**Schriftliche Aufgabe 1**
Beantworte anhand des Textes zum Burger-King-Fall diese Fragen:
(a) Wann wurde der Fall in den USA gerichtlich entschieden?
(b) Mit welchem Hinweis hat Burger King den pflanzenbasierten Whopper laut Text beworben?
(c) An welchem Gericht war der zuständige Richter tätig?
**Schriftliche Aufgabe 2**
Prüfe, ob die folgenden Aussagen mit dem Text zum Burger-King-Fall übereinstimmen. Antworte jeweils mit Ja oder Nein und zitiere die entscheidende Textstelle wörtlich.
(a) Die Kläger forderten unter anderem Schadensersatz wegen Vertragsverletzung.
(b) Der Richter gab der Klage statt.
(c) Nach Burger Kings Darstellung ist eine separate Zubereitung des Impossible Whopper ausgeschlossen.

Wo liegt das Problem und gibt es (straf-)rechtliche Konsequenzen?
Dieser Hinweis erinnert an eine Argumentation des Unternehmens aus dem im Juli 2020 in den USA gerichtlich entschiedenen Fall Philipp Williams, et al. v. Burger King Corporation. Die vegan lebenden Kläger erklärten, von Burger King hinsichtlich des fleischlosen Charakters des „Impossible Whopper“ getäuscht worden zu sein. Dessen Pattys würden auf demselben Grill wie reguläre Rinderpattys zubereitet, mithin kontaminiert. Sie forderten u.a. Schadensersatz wegen Vertragsverletzung und Verbraucherbetrugs. Burger King berief sich darauf, es habe lediglich einen pflanzenbasierten Whopper beworben („0% beef”), sei dabei jedoch nicht auf dessen Zubereitung eingegangen. Eine, grundsätzlich mögliche, separate Zubereitung des Impossible Whopper könne, auf Anfrage, jederzeit erfolgen. Der zuständige Richter am US District Court for the Southern District of Florida wies die Klage ab. Die getrennte Zubereitung fleischlicher und plant-based Produkte sei nicht Vertragsbestandteil geworden; zudem habe keine Täuschung vorgelegen, denn: Burger King habe den Klägern ein fleischloses Patty versprochen und genau dieses auch geliefert.

**Bereitgestellte Daten**
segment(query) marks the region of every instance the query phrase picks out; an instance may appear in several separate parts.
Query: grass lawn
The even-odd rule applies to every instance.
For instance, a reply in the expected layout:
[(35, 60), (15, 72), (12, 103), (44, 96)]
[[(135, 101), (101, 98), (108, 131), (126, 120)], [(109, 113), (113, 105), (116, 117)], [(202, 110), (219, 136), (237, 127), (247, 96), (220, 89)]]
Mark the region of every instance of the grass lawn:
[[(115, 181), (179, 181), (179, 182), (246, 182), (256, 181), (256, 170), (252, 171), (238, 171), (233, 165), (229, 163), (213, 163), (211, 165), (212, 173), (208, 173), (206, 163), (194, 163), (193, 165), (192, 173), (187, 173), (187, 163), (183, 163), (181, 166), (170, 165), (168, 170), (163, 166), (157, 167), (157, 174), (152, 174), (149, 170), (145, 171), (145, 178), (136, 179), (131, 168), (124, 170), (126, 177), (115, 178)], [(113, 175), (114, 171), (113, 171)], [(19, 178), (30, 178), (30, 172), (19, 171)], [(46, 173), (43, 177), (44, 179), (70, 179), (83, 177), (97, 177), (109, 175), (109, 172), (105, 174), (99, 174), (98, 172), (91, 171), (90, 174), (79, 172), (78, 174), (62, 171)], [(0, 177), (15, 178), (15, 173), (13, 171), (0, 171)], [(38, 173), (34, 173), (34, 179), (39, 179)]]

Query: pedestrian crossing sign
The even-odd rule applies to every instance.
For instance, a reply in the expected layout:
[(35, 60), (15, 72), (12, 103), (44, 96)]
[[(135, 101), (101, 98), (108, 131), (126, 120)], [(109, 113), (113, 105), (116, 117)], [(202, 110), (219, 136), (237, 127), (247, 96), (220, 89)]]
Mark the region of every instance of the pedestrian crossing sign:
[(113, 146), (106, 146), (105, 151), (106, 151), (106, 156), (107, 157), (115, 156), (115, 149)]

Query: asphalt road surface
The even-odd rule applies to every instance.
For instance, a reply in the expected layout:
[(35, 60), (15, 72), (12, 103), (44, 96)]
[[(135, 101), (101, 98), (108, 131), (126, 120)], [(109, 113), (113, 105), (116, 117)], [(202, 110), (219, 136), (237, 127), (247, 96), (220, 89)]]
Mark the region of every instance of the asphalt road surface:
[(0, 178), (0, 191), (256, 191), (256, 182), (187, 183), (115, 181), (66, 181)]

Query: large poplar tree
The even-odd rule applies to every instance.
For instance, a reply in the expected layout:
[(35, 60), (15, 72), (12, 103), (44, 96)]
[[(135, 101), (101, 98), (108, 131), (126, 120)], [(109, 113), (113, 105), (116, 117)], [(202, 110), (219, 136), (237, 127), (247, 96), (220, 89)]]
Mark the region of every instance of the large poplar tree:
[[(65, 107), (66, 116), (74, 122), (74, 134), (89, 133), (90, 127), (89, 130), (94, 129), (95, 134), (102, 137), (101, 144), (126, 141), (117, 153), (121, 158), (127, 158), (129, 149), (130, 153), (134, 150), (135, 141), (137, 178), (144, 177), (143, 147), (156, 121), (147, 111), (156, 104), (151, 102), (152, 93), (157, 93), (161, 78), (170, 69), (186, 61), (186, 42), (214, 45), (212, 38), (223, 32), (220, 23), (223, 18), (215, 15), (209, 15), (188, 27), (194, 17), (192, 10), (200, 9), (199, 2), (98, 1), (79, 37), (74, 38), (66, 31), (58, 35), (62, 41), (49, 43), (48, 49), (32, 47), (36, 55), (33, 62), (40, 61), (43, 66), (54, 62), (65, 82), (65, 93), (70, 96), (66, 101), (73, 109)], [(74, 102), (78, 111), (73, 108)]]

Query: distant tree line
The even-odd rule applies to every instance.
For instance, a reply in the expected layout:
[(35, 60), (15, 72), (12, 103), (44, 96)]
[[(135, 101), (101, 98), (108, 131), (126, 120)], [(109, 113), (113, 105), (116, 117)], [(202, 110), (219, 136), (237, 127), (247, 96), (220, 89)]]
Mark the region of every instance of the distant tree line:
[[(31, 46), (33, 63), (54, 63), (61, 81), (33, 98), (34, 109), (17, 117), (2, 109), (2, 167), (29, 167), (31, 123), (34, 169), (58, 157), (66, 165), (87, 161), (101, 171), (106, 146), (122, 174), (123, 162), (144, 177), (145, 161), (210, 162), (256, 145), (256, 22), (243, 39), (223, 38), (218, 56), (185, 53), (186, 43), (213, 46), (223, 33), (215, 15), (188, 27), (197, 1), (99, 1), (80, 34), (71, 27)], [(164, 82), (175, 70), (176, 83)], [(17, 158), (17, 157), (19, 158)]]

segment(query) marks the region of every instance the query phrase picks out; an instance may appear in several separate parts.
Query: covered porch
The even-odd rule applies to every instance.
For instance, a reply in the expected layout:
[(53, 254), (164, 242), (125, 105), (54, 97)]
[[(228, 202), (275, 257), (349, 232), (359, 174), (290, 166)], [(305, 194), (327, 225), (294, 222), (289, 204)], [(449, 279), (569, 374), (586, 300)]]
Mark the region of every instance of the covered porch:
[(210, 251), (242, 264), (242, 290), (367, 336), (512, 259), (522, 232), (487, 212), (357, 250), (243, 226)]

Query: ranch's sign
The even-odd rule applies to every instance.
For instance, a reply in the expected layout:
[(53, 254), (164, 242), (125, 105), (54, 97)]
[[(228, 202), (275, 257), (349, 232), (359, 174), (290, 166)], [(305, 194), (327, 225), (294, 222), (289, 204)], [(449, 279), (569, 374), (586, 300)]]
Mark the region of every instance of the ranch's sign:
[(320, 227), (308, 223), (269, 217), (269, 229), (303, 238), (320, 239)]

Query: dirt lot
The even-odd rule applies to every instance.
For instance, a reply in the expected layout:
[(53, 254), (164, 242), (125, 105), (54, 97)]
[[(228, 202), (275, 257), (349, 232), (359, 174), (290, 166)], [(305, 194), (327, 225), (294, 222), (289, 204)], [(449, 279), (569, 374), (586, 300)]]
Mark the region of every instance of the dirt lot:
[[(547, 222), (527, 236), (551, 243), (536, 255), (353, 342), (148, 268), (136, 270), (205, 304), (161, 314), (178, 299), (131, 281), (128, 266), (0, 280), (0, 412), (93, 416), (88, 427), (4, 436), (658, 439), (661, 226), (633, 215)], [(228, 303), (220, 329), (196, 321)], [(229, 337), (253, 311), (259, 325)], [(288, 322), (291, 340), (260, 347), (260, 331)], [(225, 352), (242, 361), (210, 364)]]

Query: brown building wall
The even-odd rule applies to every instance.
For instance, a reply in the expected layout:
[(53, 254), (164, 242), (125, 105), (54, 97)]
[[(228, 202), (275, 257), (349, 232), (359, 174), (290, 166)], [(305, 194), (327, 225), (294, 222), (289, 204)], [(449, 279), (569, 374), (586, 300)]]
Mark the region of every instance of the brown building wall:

**Vollständige Antwort 1**
(a) Im Juli 2020.
(b) Mit „0% beef“.
(c) Am US District Court for the Southern District of Florida.

**Vollständige Antwort 2**
(a) Ja: „Sie forderten u.a. Schadensersatz wegen Vertragsverletzung und Verbraucherbetrugs.“
(b) Nein: „Der zuständige Richter am US District Court for the Southern District of Florida wies die Klage ab.“
(c) Nein: „Eine, grundsätzlich mögliche, separate Zubereitung des Impossible Whopper könne, auf Anfrage, jederzeit erfolgen.“